**Your objective**
Rewrite the lines from the one containing "white basketball jersey" through the one containing "39,0,134,73", inclusive, as a numbered list, leaving out any blank lines.

**Records shown**
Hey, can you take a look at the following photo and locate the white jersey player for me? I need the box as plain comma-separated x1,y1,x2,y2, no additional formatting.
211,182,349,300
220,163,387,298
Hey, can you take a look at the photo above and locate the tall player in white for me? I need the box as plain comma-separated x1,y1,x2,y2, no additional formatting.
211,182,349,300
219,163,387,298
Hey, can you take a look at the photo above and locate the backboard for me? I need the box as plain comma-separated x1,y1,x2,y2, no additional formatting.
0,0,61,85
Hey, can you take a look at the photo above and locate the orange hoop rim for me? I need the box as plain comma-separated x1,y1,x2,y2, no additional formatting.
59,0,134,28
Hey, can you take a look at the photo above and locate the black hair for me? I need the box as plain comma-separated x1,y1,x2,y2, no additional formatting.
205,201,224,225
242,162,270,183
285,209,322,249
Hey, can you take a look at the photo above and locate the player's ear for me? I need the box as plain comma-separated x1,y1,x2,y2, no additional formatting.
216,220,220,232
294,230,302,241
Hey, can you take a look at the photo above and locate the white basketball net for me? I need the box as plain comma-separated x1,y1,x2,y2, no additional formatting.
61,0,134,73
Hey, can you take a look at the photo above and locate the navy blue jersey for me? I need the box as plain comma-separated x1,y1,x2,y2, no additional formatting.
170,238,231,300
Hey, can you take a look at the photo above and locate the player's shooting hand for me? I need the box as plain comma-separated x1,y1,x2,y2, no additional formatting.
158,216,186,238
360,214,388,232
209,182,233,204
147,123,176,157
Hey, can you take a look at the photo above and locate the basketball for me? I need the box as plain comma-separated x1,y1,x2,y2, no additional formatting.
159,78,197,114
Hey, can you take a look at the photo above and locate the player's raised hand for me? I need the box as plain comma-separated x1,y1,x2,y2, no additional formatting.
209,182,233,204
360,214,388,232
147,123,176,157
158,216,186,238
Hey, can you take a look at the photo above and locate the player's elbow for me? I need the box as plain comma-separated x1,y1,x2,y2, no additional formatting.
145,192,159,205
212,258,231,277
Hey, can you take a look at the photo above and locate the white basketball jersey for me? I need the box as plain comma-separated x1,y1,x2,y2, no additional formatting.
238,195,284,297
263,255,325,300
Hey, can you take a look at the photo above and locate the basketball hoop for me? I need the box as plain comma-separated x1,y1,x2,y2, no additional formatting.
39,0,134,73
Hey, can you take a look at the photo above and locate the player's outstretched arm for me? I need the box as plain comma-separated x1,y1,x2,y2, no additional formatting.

**Expected output**
1. Hey, can you take a look at the photo above and locate the white basketball jersey for me? I need the box as plain comma-separated x1,y1,x2,y2, no additional formatting.
2. 238,195,284,297
3. 263,255,325,300
4. Hey, can you take a look at the photo above and locate the basketball hoop for me? I need the box as plain comma-separated x1,y1,x2,y2, no additional formatting.
5. 39,0,134,73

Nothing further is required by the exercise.